━━━━━ TESTO IN ESAME ━━━━━

Nel 1561, Cosimo I de’ Medici decise di dare un nuovo volto rinascimentale ad Arezzo, distruggendo la storica cittadella vescovile del Pionta. Quest’area ospitava due grandi conventi ed era stata sede dell’antica Università di Arezzo, la seconda in Europa e la terza nel mondo occidentale (dopo la prima fondata in Marocco). Oltre a questo, Cosimo I ordinò la costruzione di nuove mura e affidò al Sangallo l’edificazione della Fortezza Medicea.
Fu un’opera di abbellimento o di controllo? La demolizione di ben 14 torri, simbolo delle più antiche e potenti famiglie aretine, così come la distruzione della Torre Rossa (di colore amaranto, costruita con l’antica tecnica aretina dell’argilla cotta), evidenziano l’intento politico di Cosimo I: controllare la città dall’alto della Fortezza. Arezzo, infatti, fin dall’epoca medievale, era stata un’acerrima nemica di Firenze, dominata dalla fazione guelfa.

━━━━━ ESTRATTO DATI ━━━━━

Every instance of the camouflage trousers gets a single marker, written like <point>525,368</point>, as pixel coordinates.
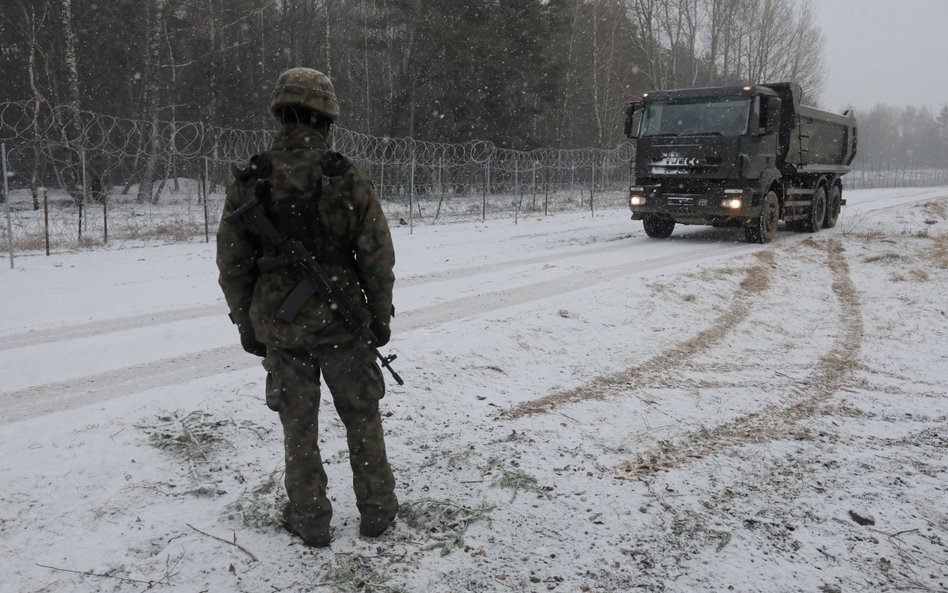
<point>356,384</point>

━━━━━

### COMPITO ASSEGNATO 1:
Nel testo su Arezzo, a chi affidò Cosimo I l'edificazione della Fortezza Medicea?
### COMPITO ASSEGNATO 2:
Per favore, elenca tutte le costruzioni che il testo su Arezzo indica come distrutte o demolite.

### SPAZIO RISPOSTA 1:
Al Sangallo.

### SPAZIO RISPOSTA 2:
- La cittadella vescovile del Pionta
- Le 14 torri, simbolo delle più antiche e potenti famiglie aretine
- La Torre Rossa